*TEKS BACAAN*
--*--
ICW bersama 14 organisasi pemantau menemukan berbagai kecurangan (fraud) dari tingkat pasien, Rumah Sakit (RS), Puskesmas hingga penyedia obat. Penelitian itu dilakukan di Aceh, Sumatera Utara, Riau, Sumatera Barat, DKI Jakarta, Jawa Barat, Jawa Tengah, Jawa Timur, Kalimantan Barat, Kalimantan Timur, Sulawesi Selatan, Sulawesi Utara, NTT dan NTB.
"Tujuan penelitian ini kami berharap bisa mendorong perbaikan layanan jaminan kesehatan dan layanan fasilitas kesehatan bagi peserta JKN, khususnya pagi peserta KIS maupun PIB. Kajian ini memberikan gambaran titik rawan kecurangan," kata koordinator Divisi Kampanye Publik ICW Siti Juliantari saat konferensi pers di Hotel Grand Sahid, Jakarta, Kamis (14/9).
Tari mengungkapkan pihaknya menemukan 49 kecurangan program JKN yang terdiri dari pelaku peserta BPJS sebanyak 10 temuan, BPJS Kesehatan 1 temuan, Fasilitas Kesehatan 36 temuan, dan penyedia obat sebanyak 2 temuan.
Tari mencontohkan kecurangan yang dilakukan RS Pemerintah atau Swasta salah satunya terkait dengan klaim tagihan BPJS Kesehatan. Tari mencontohkan untuk mendapat kelebihan bayar pihak RS mendiagnosa pasien tidak sesuai dengan penyakitnya.
"Potensinya lumayan besar karena hitungan klaim itu cukup besar. Kalau satu RS sakitnya hanya tipes diklaimnya DBD itu terus-terusan dibayarkan BPJS itu sebenarnya nilainya jauh lebih besar," jelasnya.
"Berdasarkan temuan audit BPK 2016 di JKN menyampaikan proses verifikasi belum optimal dan terdapat kelebihan klaim pembayaran pelayanan kesehatan pada fasilitas kesehatan sebesar Rp 2,69 miliar," sambungnya.
Kecurangan-kecurangan itu juga ditemukan di daerah dengan modus yang beragam. Salah satu peneliti dari Pondok Keadilan Madura Fauzin menyampaikan di salah desa di Bangkalan ditemukan jumlah BPJS Kesehatan penerima bantuan iuran (PBI) lebih besar daripada jumlah penduduk di wilayah tersebut.
"Di kecamatan Kokop, Bangkalan, jumlah warga 71 ribuan sementara kapitasi tertulis 83 ribuan. Kemarin dari pihak BPJS-nya bilang ada kemungkinan penduduk kecamatan lain masuk ke situ. Masa iya jumlah total 71 ribu itu PBI semua, miskin semua. Kalaupun ada tambahan penduduk itu janggal," urai Fauzin.
--*--
Data segmentasi

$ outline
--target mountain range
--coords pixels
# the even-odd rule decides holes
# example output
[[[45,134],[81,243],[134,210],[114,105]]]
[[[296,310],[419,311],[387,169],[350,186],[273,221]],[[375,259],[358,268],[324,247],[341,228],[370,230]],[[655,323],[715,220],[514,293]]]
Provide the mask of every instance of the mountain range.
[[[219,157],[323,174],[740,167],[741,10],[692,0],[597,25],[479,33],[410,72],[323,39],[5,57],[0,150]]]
--*--
*PETUNJUK LATIHAN*
#1 Kutip ulang seluruh baris entri data segmentasi tanpa mengubah satu karakter pun.
#2 Lanjutkan teks tentang kecurangan program JKN mulai dari kalimat terakhirnya.
Teks bacaan dan entri data tidak berhubungan satu sama lain.

*JAWABAN LATIHAN*
#1
$ outline
--target mountain range
--coords pixels
# the even-odd rule decides holes
# example output
[[[45,134],[81,243],[134,210],[114,105]]]
[[[296,310],[419,311],[387,169],[350,186],[273,221]],[[375,259],[358,268],[324,247],[341,228],[370,230]],[[655,323],[715,220],[514,293]]]
Provide the mask of every instance of the mountain range.
[[[219,157],[323,174],[740,167],[741,10],[692,0],[597,25],[479,33],[410,72],[323,39],[5,57],[0,150]]]

#2
Fauzin juga mengatakan masih banyak menemukan warga yang memiliki dobel kartu jaminan kesehatan seperti Jamkesda dan juga Kartu Indonesia Sehat (KIS). Dia juga mengungkapkan di wilayahnya ada kepala desa yang memegang kartu BPJS Kesehatan milik warganya. Padahal, seharusnya kartu itu didistribusikan kepada yang berhak.
Sementara itu, peneliti Garut Government Watch, Yudi menemukan kecurangan yang dilakukan oleh oknum petugas BPJS. Bentuk kecurangan itu ialah peserta sudah rutin membayar iuran bulanan namun saat digunakan berobat kartu tidak bisa digunakan.
"Tiap bulan selalu bayar iuran tapi tidak dilayani karena kartu tidak aktif. Kenapa peserta dan saya tahu tidak aktif karena cek di e-KTP," jelasnya.
"Sementara pihak BPJS ketika dikonfirmasi mengaku sedang sibuk. Pihak Puskesmas juga mengatakan kejadian ini bukan hanya pihak bapak saja," sambungnya.
Lain halnya dengan kasus di Makassar. Peneliti lainnya, Hamka, menyebut pihak Pemkot mendaftarkan peserta PBI namun tidak semuanya diterima. Padahal pihak Pemkot sudah siap menanggung biaya iuran para warga miskin tersebut.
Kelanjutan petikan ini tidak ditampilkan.